• _Prompt_
Word for word, restate the lines from the one holding "Expected: one pin per instance of the white" through the end of the data below, including both endpoints and nothing more.

• _Data section_
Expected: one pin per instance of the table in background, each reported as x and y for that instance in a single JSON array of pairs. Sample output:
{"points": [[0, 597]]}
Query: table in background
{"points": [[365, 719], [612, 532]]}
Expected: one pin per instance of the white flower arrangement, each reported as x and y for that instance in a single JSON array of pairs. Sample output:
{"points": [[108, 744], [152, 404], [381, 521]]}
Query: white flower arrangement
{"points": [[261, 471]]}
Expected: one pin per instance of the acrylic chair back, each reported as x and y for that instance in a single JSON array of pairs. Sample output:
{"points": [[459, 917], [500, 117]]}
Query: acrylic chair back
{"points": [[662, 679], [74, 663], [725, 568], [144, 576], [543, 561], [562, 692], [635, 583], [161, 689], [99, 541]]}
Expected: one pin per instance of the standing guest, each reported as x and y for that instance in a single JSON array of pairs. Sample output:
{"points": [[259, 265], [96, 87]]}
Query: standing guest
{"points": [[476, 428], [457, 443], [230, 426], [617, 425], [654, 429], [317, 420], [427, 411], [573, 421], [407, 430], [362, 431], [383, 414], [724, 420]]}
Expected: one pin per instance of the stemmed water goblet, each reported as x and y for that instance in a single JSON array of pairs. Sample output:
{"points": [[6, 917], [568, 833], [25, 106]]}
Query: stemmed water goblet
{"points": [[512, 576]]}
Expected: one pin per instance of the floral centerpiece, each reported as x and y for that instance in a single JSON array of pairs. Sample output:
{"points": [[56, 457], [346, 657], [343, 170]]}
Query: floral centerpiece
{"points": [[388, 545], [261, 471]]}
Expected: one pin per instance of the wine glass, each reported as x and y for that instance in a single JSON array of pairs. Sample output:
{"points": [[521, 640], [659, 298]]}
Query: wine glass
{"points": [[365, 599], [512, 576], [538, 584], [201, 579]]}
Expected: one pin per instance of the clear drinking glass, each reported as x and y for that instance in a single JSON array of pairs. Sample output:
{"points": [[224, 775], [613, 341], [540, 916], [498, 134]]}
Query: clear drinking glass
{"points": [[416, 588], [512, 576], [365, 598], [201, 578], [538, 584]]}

• _Task response_
Expected: one pin per instance of the white flower arrangement, each reported as x and y for that instance in a single JSON array of pairs. Sample output:
{"points": [[108, 744], [152, 404], [381, 521]]}
Query: white flower arrangement
{"points": [[261, 471]]}
Expected: one pin per instance of the acrylic chair back, each reported as x and y for that instance in a single JSON array of pairs. Sample output:
{"points": [[459, 917], [500, 117]]}
Query: acrylic chair back
{"points": [[662, 679], [74, 663], [725, 568], [144, 576], [543, 561], [562, 692], [635, 583], [161, 689], [99, 541]]}
Expected: one pin per instance of the standing guest, each reported as x and y for that instance in a single JSON array of pairs. Sample output:
{"points": [[259, 265], [96, 87]]}
Query: standing guest
{"points": [[476, 428], [457, 443], [230, 426], [617, 425], [654, 429], [317, 420], [427, 411], [573, 421], [407, 430], [362, 431], [383, 414], [724, 420]]}
Expected: one pin per instance of the stemmed water goblet, each reported as x and y for that instance in a single JSON array of pairs. Sample output:
{"points": [[6, 917], [568, 833], [25, 106]]}
Query: stemmed water goblet
{"points": [[512, 576]]}
Expected: one pin per instance of the floral centerpiece, each reported as x and y for that instance in a single JSON array of pairs. Sample output:
{"points": [[56, 457], [346, 657], [343, 170]]}
Query: floral centerpiece
{"points": [[388, 545], [261, 471]]}
Expected: one pin per instance of the wine glass, each reported as x and y for that instance in a single JSON array of pairs. Sample output:
{"points": [[521, 640], [659, 298]]}
Query: wine glass
{"points": [[365, 599], [512, 576], [538, 584], [201, 579]]}
Expected: one pin per instance of the clear drinking glass, each reported as x and y for that instance in a single JSON array of pairs. Sample output:
{"points": [[224, 775], [613, 341], [540, 916], [498, 134]]}
Query: clear drinking glass
{"points": [[416, 588], [512, 576], [365, 598], [201, 578], [538, 584]]}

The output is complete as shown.